▶ **TÂCHE À FAIRE**: Réécrivez les lignes comprises entre celle qui contient « The exact high-resolution » et celle qui contient « negative clicks: (68, 253) », toutes deux incluses, en remplaçant « rough mask » par « coarse mask ». Ne changez rien d'autre.

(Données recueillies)
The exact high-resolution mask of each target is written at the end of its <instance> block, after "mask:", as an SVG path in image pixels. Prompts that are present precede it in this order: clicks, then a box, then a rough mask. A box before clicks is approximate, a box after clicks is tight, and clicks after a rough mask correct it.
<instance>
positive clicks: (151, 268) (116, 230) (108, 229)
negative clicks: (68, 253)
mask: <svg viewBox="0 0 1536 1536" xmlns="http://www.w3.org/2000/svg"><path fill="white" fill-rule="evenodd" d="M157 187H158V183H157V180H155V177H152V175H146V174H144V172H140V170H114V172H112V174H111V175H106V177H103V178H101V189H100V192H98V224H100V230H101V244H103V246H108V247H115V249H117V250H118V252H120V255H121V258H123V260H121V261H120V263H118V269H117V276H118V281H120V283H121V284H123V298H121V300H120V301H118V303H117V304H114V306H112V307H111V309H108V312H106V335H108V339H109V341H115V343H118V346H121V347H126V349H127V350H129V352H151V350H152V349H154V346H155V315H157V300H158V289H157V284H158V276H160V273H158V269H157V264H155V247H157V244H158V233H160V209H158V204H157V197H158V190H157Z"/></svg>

* * *

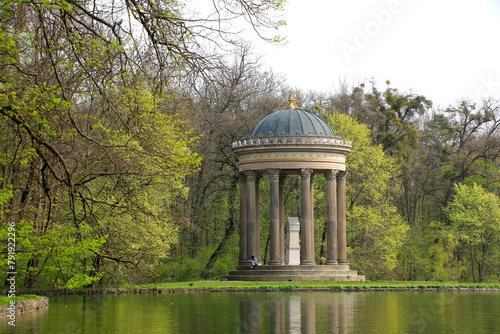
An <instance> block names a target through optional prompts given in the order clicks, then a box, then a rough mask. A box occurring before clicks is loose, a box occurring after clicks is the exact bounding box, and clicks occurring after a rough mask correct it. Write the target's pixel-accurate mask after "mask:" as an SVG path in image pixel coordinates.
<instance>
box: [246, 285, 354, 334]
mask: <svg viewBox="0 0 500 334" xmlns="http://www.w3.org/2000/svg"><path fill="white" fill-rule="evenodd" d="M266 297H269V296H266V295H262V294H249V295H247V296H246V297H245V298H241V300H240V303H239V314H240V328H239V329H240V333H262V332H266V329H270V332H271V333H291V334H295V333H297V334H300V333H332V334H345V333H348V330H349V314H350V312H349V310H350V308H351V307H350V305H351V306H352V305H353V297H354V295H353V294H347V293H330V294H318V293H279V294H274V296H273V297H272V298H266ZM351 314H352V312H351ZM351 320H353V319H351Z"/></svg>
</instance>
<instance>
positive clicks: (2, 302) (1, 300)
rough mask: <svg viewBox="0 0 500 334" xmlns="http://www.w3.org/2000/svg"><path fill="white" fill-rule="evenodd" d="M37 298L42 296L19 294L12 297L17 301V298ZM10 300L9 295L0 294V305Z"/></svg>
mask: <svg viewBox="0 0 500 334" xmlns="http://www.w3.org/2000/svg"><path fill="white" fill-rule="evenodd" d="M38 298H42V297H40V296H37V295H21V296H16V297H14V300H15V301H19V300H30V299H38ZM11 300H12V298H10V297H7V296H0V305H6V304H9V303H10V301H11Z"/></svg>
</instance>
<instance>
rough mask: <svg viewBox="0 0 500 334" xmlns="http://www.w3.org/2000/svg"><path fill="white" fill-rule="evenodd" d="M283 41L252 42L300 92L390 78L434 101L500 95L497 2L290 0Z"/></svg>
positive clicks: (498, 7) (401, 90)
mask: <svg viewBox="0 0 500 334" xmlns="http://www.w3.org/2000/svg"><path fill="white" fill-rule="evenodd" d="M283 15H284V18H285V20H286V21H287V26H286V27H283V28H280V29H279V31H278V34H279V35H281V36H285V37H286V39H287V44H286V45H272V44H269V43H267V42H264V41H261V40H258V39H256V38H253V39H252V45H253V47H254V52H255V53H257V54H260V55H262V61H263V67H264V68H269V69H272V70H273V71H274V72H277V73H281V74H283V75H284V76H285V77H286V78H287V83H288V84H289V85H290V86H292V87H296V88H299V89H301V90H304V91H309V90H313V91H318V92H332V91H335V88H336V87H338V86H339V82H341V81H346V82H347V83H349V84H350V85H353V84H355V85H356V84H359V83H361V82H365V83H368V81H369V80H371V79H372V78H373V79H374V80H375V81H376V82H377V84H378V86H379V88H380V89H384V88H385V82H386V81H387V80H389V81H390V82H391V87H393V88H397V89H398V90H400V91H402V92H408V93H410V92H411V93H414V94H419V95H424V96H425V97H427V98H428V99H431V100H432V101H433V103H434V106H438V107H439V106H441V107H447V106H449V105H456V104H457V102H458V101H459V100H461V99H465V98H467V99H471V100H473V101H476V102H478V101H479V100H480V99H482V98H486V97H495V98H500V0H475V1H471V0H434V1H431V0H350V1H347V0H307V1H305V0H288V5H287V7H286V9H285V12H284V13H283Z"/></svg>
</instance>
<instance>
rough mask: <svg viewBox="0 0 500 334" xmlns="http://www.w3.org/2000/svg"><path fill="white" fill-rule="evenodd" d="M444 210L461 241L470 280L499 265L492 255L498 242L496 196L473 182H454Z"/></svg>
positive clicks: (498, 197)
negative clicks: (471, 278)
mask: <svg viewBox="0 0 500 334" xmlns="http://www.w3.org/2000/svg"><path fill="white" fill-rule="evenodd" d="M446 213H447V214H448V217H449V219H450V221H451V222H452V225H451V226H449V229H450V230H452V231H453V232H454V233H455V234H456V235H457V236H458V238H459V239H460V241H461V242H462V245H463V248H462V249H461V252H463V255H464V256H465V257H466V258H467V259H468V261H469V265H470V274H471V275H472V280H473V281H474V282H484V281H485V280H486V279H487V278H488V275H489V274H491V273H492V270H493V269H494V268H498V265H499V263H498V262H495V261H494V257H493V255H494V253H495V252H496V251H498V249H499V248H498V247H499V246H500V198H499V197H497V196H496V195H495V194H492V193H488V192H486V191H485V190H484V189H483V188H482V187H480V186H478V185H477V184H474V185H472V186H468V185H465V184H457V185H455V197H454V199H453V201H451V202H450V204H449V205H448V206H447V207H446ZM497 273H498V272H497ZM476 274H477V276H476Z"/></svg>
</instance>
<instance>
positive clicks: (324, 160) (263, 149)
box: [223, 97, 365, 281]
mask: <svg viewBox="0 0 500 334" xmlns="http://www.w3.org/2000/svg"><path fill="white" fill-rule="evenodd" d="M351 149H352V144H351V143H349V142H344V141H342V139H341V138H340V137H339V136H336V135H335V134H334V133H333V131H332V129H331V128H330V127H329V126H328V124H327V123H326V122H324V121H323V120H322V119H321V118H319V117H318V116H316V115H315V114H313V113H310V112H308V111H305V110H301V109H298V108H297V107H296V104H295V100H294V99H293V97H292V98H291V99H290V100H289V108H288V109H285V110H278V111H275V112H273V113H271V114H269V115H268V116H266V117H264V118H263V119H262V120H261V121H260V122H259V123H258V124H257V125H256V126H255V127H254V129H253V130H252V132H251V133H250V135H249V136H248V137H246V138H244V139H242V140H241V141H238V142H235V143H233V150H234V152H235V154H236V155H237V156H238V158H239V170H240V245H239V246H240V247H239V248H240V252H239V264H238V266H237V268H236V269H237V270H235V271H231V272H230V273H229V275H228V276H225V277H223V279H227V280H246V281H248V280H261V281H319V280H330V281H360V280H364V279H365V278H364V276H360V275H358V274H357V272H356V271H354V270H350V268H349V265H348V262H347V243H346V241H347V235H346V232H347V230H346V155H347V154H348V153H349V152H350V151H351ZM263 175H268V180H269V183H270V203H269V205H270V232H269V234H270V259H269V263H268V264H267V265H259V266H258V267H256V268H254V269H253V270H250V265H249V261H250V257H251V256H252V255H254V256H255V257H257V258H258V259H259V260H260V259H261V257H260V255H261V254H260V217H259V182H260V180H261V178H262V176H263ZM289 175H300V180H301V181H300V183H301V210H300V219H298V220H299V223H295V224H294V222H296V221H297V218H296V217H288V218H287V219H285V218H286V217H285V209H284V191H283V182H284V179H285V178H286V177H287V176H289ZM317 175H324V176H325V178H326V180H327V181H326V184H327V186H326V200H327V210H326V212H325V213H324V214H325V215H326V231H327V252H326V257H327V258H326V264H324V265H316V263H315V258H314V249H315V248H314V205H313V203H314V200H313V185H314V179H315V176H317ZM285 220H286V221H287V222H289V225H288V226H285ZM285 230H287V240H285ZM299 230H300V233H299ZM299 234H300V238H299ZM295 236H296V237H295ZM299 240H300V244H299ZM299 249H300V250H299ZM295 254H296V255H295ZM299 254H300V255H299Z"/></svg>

▶ **EXERCICE CORRIGÉ**:
The exact high-resolution mask of each target is written at the end of its <instance> block, after "mask:", as an SVG path in image pixels. Prompts that are present precede it in this order: clicks, then a box, then a coarse mask. A box before clicks is approximate, a box after clicks is tight, and clicks after a coarse mask correct it.
<instance>
positive clicks: (151, 268) (116, 230) (108, 229)
negative clicks: (68, 253)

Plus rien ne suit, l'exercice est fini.